**Written task:**
Copy each of the items below word for word, and leave the pictures out of your copy.

**Working data:**
===============

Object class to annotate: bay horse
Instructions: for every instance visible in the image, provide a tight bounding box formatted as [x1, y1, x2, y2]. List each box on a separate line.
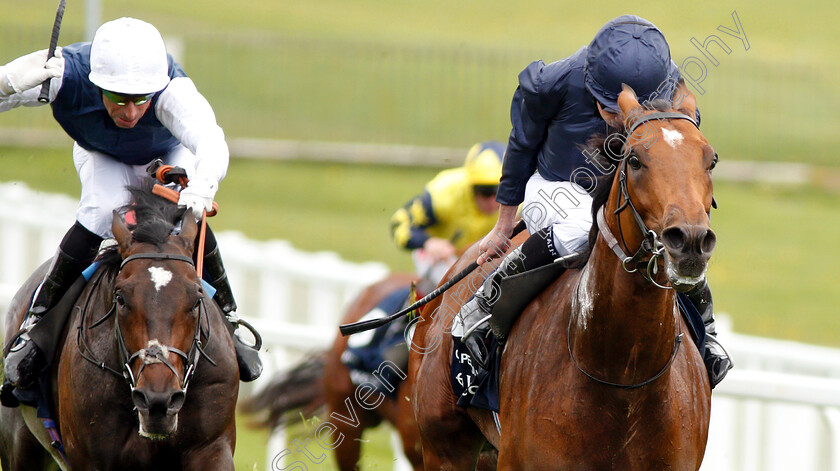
[409, 84, 717, 470]
[240, 273, 423, 471]
[0, 185, 239, 471]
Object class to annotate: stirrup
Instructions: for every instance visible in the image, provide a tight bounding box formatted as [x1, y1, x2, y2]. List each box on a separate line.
[461, 314, 493, 342]
[703, 334, 735, 389]
[225, 313, 263, 383]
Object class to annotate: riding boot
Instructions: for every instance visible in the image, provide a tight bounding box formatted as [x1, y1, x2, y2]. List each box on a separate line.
[3, 222, 102, 395]
[686, 281, 733, 388]
[204, 240, 263, 382]
[458, 227, 559, 370]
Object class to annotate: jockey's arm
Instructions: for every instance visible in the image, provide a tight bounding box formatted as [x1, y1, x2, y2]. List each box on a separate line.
[476, 204, 519, 265]
[155, 77, 230, 216]
[0, 47, 64, 113]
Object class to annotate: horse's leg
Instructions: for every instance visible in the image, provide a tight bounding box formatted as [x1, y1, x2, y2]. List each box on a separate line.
[181, 438, 235, 471]
[0, 407, 59, 471]
[391, 381, 423, 471]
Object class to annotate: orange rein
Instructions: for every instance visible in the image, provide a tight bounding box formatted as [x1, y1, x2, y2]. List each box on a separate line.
[152, 165, 219, 279]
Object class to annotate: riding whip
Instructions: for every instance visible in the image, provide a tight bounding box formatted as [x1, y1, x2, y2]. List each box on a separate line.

===============

**Worked solution:**
Object class to annotate: bay horse
Instructions: for every instance visible in the image, provide a tight bounding box formatted as [x1, y1, x2, y2]. List each box on a separate line.
[409, 84, 717, 470]
[240, 273, 423, 471]
[0, 185, 239, 471]
Object class to annotate: stirrup
Instructions: for every instance visible in the image, provide a tight bounding box formatted as [x1, y1, x2, y2]. List each box on a separate line.
[461, 314, 493, 342]
[703, 334, 735, 389]
[225, 313, 263, 383]
Object class to annotate: riding boot
Instructions: for every instance visible in the image, provide a tight bounding box formatted as [x1, y1, x2, y2]. List each box on a separate line.
[3, 222, 102, 395]
[686, 281, 733, 388]
[204, 240, 263, 382]
[458, 227, 559, 370]
Object class to annotate: jockey's arm
Instructions: for every instance visible in the image, provide a tight bounding box formatted as [x1, y1, x2, y2]. List each box on a separate line.
[476, 204, 519, 265]
[155, 77, 230, 216]
[0, 47, 64, 113]
Object class to annotate: horse's leg
Instructions: for every instance visible in the image, provide a tight bounding box formatted as [x1, y1, x2, y2]. List each box on a separate line.
[181, 438, 235, 471]
[0, 407, 59, 471]
[391, 381, 423, 471]
Object class to annotate: orange rein
Instructions: for every instance visible in the image, provide a tight bounding box formatted as [x1, y1, x2, y2]. List each box on a separate line.
[152, 165, 219, 279]
Object class to annotate: riding whip
Instructions: for every instance visible in the image, provide a tight bounding box formatted as [x1, y1, x2, y2]. List each box on a separate line.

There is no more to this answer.